-- Start of ROWS --

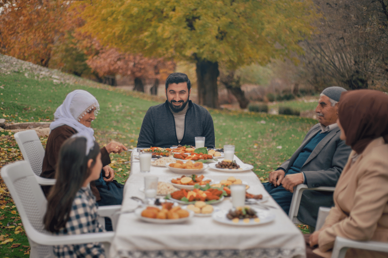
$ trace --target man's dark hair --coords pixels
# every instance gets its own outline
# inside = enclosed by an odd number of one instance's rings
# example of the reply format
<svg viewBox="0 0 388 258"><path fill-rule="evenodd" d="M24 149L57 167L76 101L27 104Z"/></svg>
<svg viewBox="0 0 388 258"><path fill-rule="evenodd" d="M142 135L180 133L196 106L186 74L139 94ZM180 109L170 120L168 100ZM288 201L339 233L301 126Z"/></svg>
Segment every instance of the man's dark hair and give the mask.
<svg viewBox="0 0 388 258"><path fill-rule="evenodd" d="M190 80L187 75L182 73L173 73L168 75L166 80L166 89L168 87L168 84L171 83L178 84L180 82L187 82L187 89L190 90L191 84Z"/></svg>

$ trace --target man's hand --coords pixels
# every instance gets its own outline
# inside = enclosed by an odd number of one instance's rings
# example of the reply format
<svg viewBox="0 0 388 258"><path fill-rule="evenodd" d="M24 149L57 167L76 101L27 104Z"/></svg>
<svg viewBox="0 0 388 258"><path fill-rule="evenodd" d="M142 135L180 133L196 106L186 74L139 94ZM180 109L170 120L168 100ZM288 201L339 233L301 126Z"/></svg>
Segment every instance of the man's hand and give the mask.
<svg viewBox="0 0 388 258"><path fill-rule="evenodd" d="M294 188L298 185L302 183L304 179L302 173L288 174L282 181L282 185L287 191L293 193Z"/></svg>
<svg viewBox="0 0 388 258"><path fill-rule="evenodd" d="M105 176L103 176L102 178L105 182L112 182L114 179L114 171L113 169L107 165L102 168L104 173L105 173Z"/></svg>
<svg viewBox="0 0 388 258"><path fill-rule="evenodd" d="M123 150L128 150L128 148L120 142L112 141L105 146L108 153L120 153Z"/></svg>
<svg viewBox="0 0 388 258"><path fill-rule="evenodd" d="M282 180L284 178L285 174L286 172L282 169L273 171L269 173L268 180L270 183L273 184L275 186L278 186L280 185Z"/></svg>

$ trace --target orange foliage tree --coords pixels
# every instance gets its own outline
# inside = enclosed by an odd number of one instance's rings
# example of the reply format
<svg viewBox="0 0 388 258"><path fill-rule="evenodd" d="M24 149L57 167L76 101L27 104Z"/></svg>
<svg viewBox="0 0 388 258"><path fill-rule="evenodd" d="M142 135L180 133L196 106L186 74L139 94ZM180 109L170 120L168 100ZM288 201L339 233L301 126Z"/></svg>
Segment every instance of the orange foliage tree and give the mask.
<svg viewBox="0 0 388 258"><path fill-rule="evenodd" d="M1 2L0 53L48 66L54 46L68 29L63 21L69 2Z"/></svg>

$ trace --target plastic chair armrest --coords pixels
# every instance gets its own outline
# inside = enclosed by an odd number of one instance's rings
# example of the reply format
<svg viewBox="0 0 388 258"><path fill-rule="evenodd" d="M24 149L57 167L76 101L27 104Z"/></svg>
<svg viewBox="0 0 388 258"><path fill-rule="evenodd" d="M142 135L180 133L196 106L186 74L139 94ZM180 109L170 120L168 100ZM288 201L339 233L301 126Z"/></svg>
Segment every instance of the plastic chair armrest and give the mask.
<svg viewBox="0 0 388 258"><path fill-rule="evenodd" d="M318 212L318 217L317 218L317 224L315 224L315 230L319 230L325 223L325 220L327 217L331 208L329 207L321 206Z"/></svg>
<svg viewBox="0 0 388 258"><path fill-rule="evenodd" d="M302 198L302 193L303 193L303 191L307 189L309 190L334 191L335 190L335 187L333 186L319 186L315 188L308 188L307 185L304 184L300 184L296 186L294 188L294 194L292 196L289 212L288 212L288 217L291 220L293 220L294 217L296 217L298 215L298 212L299 210L299 205L300 205L300 199Z"/></svg>
<svg viewBox="0 0 388 258"><path fill-rule="evenodd" d="M36 233L38 232L36 232ZM54 246L60 244L76 244L92 243L95 242L111 243L114 236L113 231L71 235L69 236L50 235L50 237L43 233L39 232L33 238L34 242L45 246Z"/></svg>
<svg viewBox="0 0 388 258"><path fill-rule="evenodd" d="M331 258L344 258L348 248L388 252L388 243L375 241L356 241L337 236L334 242Z"/></svg>
<svg viewBox="0 0 388 258"><path fill-rule="evenodd" d="M35 175L35 178L36 179L38 183L40 185L55 185L55 179L52 178L45 178L41 176L38 176Z"/></svg>

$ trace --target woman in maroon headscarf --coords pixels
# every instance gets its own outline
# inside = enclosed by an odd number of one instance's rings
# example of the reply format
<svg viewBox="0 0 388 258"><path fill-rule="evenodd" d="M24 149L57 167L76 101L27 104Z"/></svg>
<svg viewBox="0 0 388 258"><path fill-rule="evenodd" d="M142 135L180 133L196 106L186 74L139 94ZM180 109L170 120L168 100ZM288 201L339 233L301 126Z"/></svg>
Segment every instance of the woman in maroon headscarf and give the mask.
<svg viewBox="0 0 388 258"><path fill-rule="evenodd" d="M342 93L337 123L340 138L352 147L338 179L325 224L310 239L314 253L330 257L337 236L388 242L388 96L360 90ZM387 257L388 254L350 248L346 257Z"/></svg>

-- End of ROWS --

_PROMPT_
Retype all of the data above exactly as it appears, leaving out the pictures.

_SOLUTION BELOW_
$ trace --target man's dark hair --coords pixels
# every instance gets its own outline
# inside = enclosed by an odd number of one instance's rings
# example of the reply format
<svg viewBox="0 0 388 258"><path fill-rule="evenodd" d="M24 149L57 167L76 101L27 104Z"/></svg>
<svg viewBox="0 0 388 258"><path fill-rule="evenodd" d="M142 135L180 133L196 106L186 74L139 94ZM180 109L170 120L168 100ZM288 201L339 233L301 126Z"/></svg>
Segment every instance of the man's dark hair and give the mask.
<svg viewBox="0 0 388 258"><path fill-rule="evenodd" d="M190 80L187 75L182 73L173 73L168 75L166 80L166 89L168 87L168 84L171 83L178 84L180 82L187 82L187 89L190 90L191 84Z"/></svg>

$ trace --target man's hand --coords pixels
# every instance gets its own outline
# inside = enclosed by an odd number of one instance's rings
# example of the reply format
<svg viewBox="0 0 388 258"><path fill-rule="evenodd" d="M24 149L57 167L76 101L27 104Z"/></svg>
<svg viewBox="0 0 388 258"><path fill-rule="evenodd" d="M142 135L180 133L196 106L186 74L139 94ZM180 109L170 120L168 100ZM288 201L339 233L301 126Z"/></svg>
Segment every instance of the man's hand and give the mask.
<svg viewBox="0 0 388 258"><path fill-rule="evenodd" d="M294 188L298 185L302 183L304 179L302 173L288 174L282 181L282 185L287 191L293 193Z"/></svg>
<svg viewBox="0 0 388 258"><path fill-rule="evenodd" d="M105 176L103 176L102 178L105 182L112 182L114 179L114 171L113 169L107 165L102 168L104 173L105 173Z"/></svg>
<svg viewBox="0 0 388 258"><path fill-rule="evenodd" d="M123 150L128 150L128 148L120 142L112 141L105 146L108 153L120 153Z"/></svg>
<svg viewBox="0 0 388 258"><path fill-rule="evenodd" d="M282 180L284 178L285 174L286 172L282 169L273 171L269 173L268 180L270 183L273 184L275 186L278 186L280 185Z"/></svg>

$ trace --target orange foliage tree --coords pixels
# every instance gets its own outline
# inside = enclosed by an odd number of one instance's rings
# example of the reply format
<svg viewBox="0 0 388 258"><path fill-rule="evenodd" d="M24 149L57 167L76 101L27 104Z"/></svg>
<svg viewBox="0 0 388 258"><path fill-rule="evenodd" d="M142 135L180 133L196 106L186 74L139 94ZM180 109L170 120L168 100ZM288 201L339 233L301 126Z"/></svg>
Segment every instance of the orange foliage tree and give the mask.
<svg viewBox="0 0 388 258"><path fill-rule="evenodd" d="M1 2L0 53L48 66L54 46L68 29L63 21L69 2Z"/></svg>

$ trace --target plastic chair armrest --coords pixels
# every instance gets its own outline
# inside = enclosed by an odd number of one instance's rings
# example of the reply format
<svg viewBox="0 0 388 258"><path fill-rule="evenodd" d="M24 149L57 167L76 101L27 104Z"/></svg>
<svg viewBox="0 0 388 258"><path fill-rule="evenodd" d="M142 135L180 133L196 106L186 74L139 94ZM180 109L170 120L168 100ZM288 201L339 233L301 126Z"/></svg>
Segment every instance of the plastic chair armrest and give the mask.
<svg viewBox="0 0 388 258"><path fill-rule="evenodd" d="M318 212L318 217L317 218L317 224L315 224L315 230L319 230L325 223L325 220L327 217L331 208L329 207L321 206Z"/></svg>
<svg viewBox="0 0 388 258"><path fill-rule="evenodd" d="M302 198L302 193L303 193L303 191L307 189L309 190L334 191L335 190L335 187L333 186L319 186L315 188L308 188L307 185L304 184L300 184L296 186L294 188L294 194L292 196L289 212L288 212L288 217L291 220L293 220L294 217L296 217L298 215L298 212L299 210L299 205L300 205L300 199Z"/></svg>
<svg viewBox="0 0 388 258"><path fill-rule="evenodd" d="M36 233L38 232L36 232ZM54 246L60 244L76 244L92 243L95 242L111 243L114 236L113 231L71 235L69 236L50 235L50 237L43 233L39 232L33 238L34 242L45 246Z"/></svg>
<svg viewBox="0 0 388 258"><path fill-rule="evenodd" d="M331 258L344 258L348 248L388 252L388 243L375 241L356 241L337 236L334 242Z"/></svg>
<svg viewBox="0 0 388 258"><path fill-rule="evenodd" d="M35 175L35 178L36 179L38 183L40 185L55 185L55 179L52 178L45 178L41 176L38 176Z"/></svg>

$ trace --target woman in maroon headscarf --coords pixels
# every instance gets its own outline
# inside = enclosed by an odd number of one instance's rings
# example of the reply format
<svg viewBox="0 0 388 258"><path fill-rule="evenodd" d="M24 149L57 167L76 101L27 104Z"/></svg>
<svg viewBox="0 0 388 258"><path fill-rule="evenodd" d="M142 135L180 133L196 106L186 74L139 94ZM180 109L170 120L168 100ZM288 201L339 233L301 126Z"/></svg>
Segment every instance of the woman in maroon headscarf and give the mask.
<svg viewBox="0 0 388 258"><path fill-rule="evenodd" d="M342 93L337 123L340 138L352 147L338 179L325 224L310 239L314 253L330 257L337 236L388 242L388 96L360 90ZM387 257L388 254L350 248L346 257Z"/></svg>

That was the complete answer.